Texte source:

•••••

"Nous avons dans un premier temps tenté de mettre des mots sur le vécu intérieur de nos patients en leur prêtant nos ressentis, ou en déduisant de leurs discours, de leurs expressions, ce qu'ils devaient vivre. Rapidement, nous avons constaté que cette attitude était vécue comme une agression nouvelle." Alessandra Duc Marwood et Véronique Regamey
Cette citation, qui honore les autrices par l'humilité qu'elle révèle, montre à quel point vouloir trop bien faire, même si cette bonne volonté est appuyée par des compétences réelles et solides, peut être contre-productif, voire pire.
Deux dimensions principales se dégagent de ce court exemple, où les thérapeutes ont fait à la place au lieu de faire avec. La première, c'est le sujet du rythme : les patient·e·s ne parlent pas de leur vécu intérieur, pas encore, les thérapeutes tentent de l'extraire de leur discours, alors que ça peut ne pas être le moment, pour un certain nombre de raisons (traumatisme encore trop vif pour ce niveau d'exposition et de conscience, confiance encore trop faible, ...). La seconde, c'est le sujet de l'interprétation : du haut de leur statut, les thérapeutes expliquent aux patient·e·s ce qu'iels sont censé·e·s avoir vécu selon leur propre expérience, selon la théorie, selon une logique ou une autre... alors qu'iels sont, au point que ça peut paraître insolite de le rappeler, les mieux placé·e·s pour savoir ce qu'iels ont vécu.

•••••

Matériel fourni:
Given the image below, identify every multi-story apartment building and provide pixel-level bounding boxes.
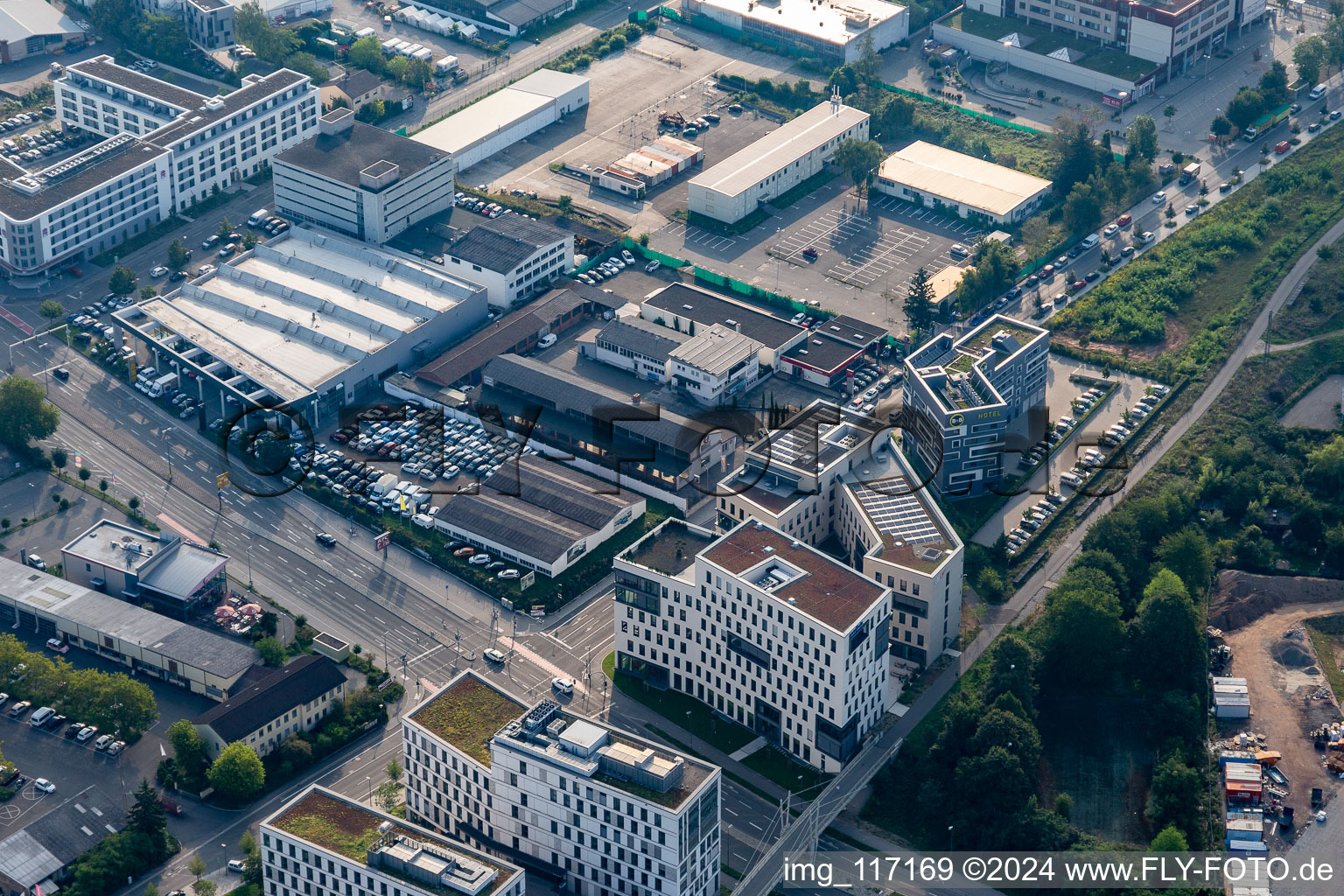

•••••

À faire:
(1) Réécrivez le texte sur la posture des thérapeutes de "Deux dimensions principales" à "qu'iels ont vécu." en remplaçant "le sujet" par "la question".
(2) Poursuivez le texte sur la posture des thérapeutes à partir de sa dernière phrase.
Le matériel n'intervient pas dans ce travail.

Corrigés:
(1)
Deux dimensions principales se dégagent de ce court exemple, où les thérapeutes ont fait à la place au lieu de faire avec. La première, c'est la question du rythme : les patient·e·s ne parlent pas de leur vécu intérieur, pas encore, les thérapeutes tentent de l'extraire de leur discours, alors que ça peut ne pas être le moment, pour un certain nombre de raisons (traumatisme encore trop vif pour ce niveau d'exposition et de conscience, confiance encore trop faible, ...). La seconde, c'est la question de l'interprétation : du haut de leur statut, les thérapeutes expliquent aux patient·e·s ce qu'iels sont censé·e·s avoir vécu selon leur propre expérience, selon la théorie, selon une logique ou une autre... alors qu'iels sont, au point que ça peut paraître insolite de le rappeler, les mieux placé·e·s pour savoir ce qu'iels ont vécu.

(2)
Je lis ces phrases comme un fort appel à la vigilance. Dans ma pratique, je m'efforce en effet de respecter le rythme de l'autre, en utilisant son vocabulaire, en étant vigilant aux indices (jamais fiables à 100%) qui me renseignent sur le niveau d'insécurité, d'angoisse, en particulier s'il augmente et diminue... Il peut m'arriver de "prêter mes ressentis", de "déduire de leurs discours", mais sous la forme de propositions dont la personne peut s'emparer ou non, qu'elle peut ajuster ou dont elle peut dire qu'elle ne correspond pas à son vécu... Mais c'est un terrain sensible, et cette vigilance doit être de chaque instant pour ne pas me rendre coupable d' "une agression nouvelle" en voulant trop bien faire, aller trop vite.
Les autrices vont encore plus loin, dans ce chapitre et plus généralement dans le livre dont la citation est extraite, Violences et traumatismes intrafamiliaux, et qu'elles dirigent. L'objet de ce chapitre, riche et peut-être inattendu, sur les traumatismes et... les mandalas, est que la parole n'est pas toujours l'outil idéal pour aborder les traumatismes. Le passage par des activités manuelles (mandalas en sable, dessin, ...), par la fiction (un autre chapitre est consacré aux contes, qui permet d'aborder un vécu, consciemment ou non, par la métaphore et donc sans se heurter à sa réalité littéralement insupportable), par la symbolisation à travers des objets ("le rouge pour la colère et le sac à dos car je ne sais pas quoi faire de ma colère. Il faut pardonner mais je ne veux pas pour le moment. Je veux porter ma colère pour ne pas minimiser"), sont autant de modes d'expression qui constituent des opportunités de construire des représentations d'une richesse infinie, et de contourner la brutalité de l'exposition au vécu traumatique.
Et, dans ce cas comme dans un modèle thérapeutique qui passe principalement par la parole, c'est la personne accompagnée qui est au centre, il sera questions de ses représentations et non de celles du ou de la thérapeute, c'est son rythme qui dirige le processus.